§ Aufgabenstellung:
Welchen Punkt nennt der Text über Untreue in Beziehungen laut einer Studie als häufigsten Grund für Untreue?

§ Vorliegender Text:
Am besten beginnen Sie erst einmal für sich. Beziehen Sie im zweiten Schritt Ihren Partner mit ein. Kommen Sie ins Gespräch. Sammeln Sie Ideen. Und vor allem: Seien Sie ehrlich mit sich und Ihrem Gegenüber!

#3 Lassen Sie Ihre Kernprobleme nicht unberührt

Sie haben Ihre Wiedergutmachung erhalten, Sie haben sich verziehen und doch kommt die Aufarbeitung ins Stocken?

Zunächst einmal vorweg: Die Binsenweisheit „Dann war vorher schon etwas im Argen in der Beziehung“ muss nicht zwangsläufig zutreffen. Die Gründe für Untreue sind so unterschiedlich, wie wir Menschen es sind.

Fremdgehen in Beziehungen_ Der Blick nach vorn

Dennoch kann sich in fast allen Fällen (und zwar nicht erst nach der Untreue eines Partners 🙂 ) ein Blick auf mögliche Probleme in der Beziehung lohnen. Zu den „Dauerbrennern“ zählen z.B.

  • Defizite im Sexualleben (laut einer Studie der Universität Götingen ist dies der häufigste Grund für Untreue)
  • mangelnde Intimität im Alltag
  • eingeschlafene Kommunikation
  • keine gemeinsamen Aktivitäten/Interessen mehr
  • Gleichgültigkeit gegenüber der Gefühlswelt und den Bedürfnissen des Anderen

Ignorieren Sie mögliche Probleme nicht. Jetzt ist ein guter Moment, sie anzugehen.

Aufgabe: Beziehungs-Visonen

Wenn Sie Ihre Probleme erörtert haben, versuchen Sie einmal, den Blick nach vorn zu richten. Setzen Sie sich zusammen und erstellen Sie gemeinsam ein Vision Board:

Was wünschen Sie sich zukünftig von Ihrer Beziehung? Wie sieht Ihre jeweilige Wunschbeziehung aus? Was sind Ihre sexuellen Wünsche? Was können gemeinsame Ziele und Projekte sein?

Und dann überlegen Sie gemeinsam so konkret wie möglich, was Sie tun können, um dort hinzukommen, wo Sie gern hin möchten.

Wenn Sie bei der Frage nicht so richtig ins Rollen kommen, kann es hilfreich sein, die Frage zunächst umzudrehen: Was müssten Sie tun, um Ihre Probleme zu verschlimmern?

(Schauen Sie doch auch gern einmal hier vorbei: Trennen oder bleiben? 7 Fragen als Entscheidungshilfe)

§ Extrahierte Datensätze:
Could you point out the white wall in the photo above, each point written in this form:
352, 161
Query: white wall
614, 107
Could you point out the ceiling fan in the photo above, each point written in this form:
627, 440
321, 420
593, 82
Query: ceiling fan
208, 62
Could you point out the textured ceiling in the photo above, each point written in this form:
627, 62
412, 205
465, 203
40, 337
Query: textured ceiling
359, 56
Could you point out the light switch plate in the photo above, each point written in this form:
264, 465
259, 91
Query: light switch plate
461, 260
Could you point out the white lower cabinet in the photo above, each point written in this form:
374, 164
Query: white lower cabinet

==

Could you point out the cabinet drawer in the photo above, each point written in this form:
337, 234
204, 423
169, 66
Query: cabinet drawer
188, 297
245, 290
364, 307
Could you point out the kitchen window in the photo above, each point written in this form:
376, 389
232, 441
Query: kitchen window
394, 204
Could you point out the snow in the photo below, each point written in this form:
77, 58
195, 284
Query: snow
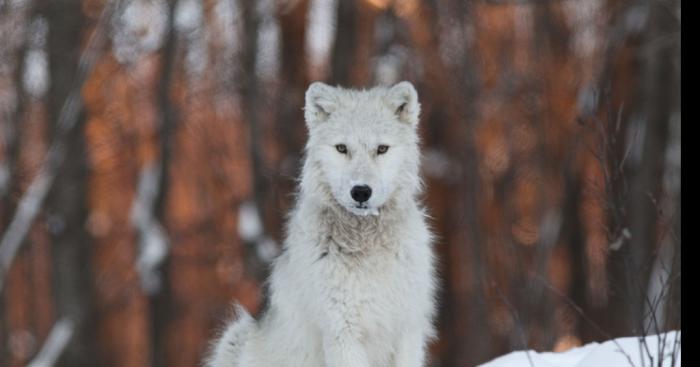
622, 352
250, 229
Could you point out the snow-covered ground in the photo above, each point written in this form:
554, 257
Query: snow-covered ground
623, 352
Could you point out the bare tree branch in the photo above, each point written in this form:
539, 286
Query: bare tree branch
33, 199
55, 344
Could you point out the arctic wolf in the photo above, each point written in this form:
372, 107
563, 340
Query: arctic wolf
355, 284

§ Lösung:
Defizite im Sexualleben.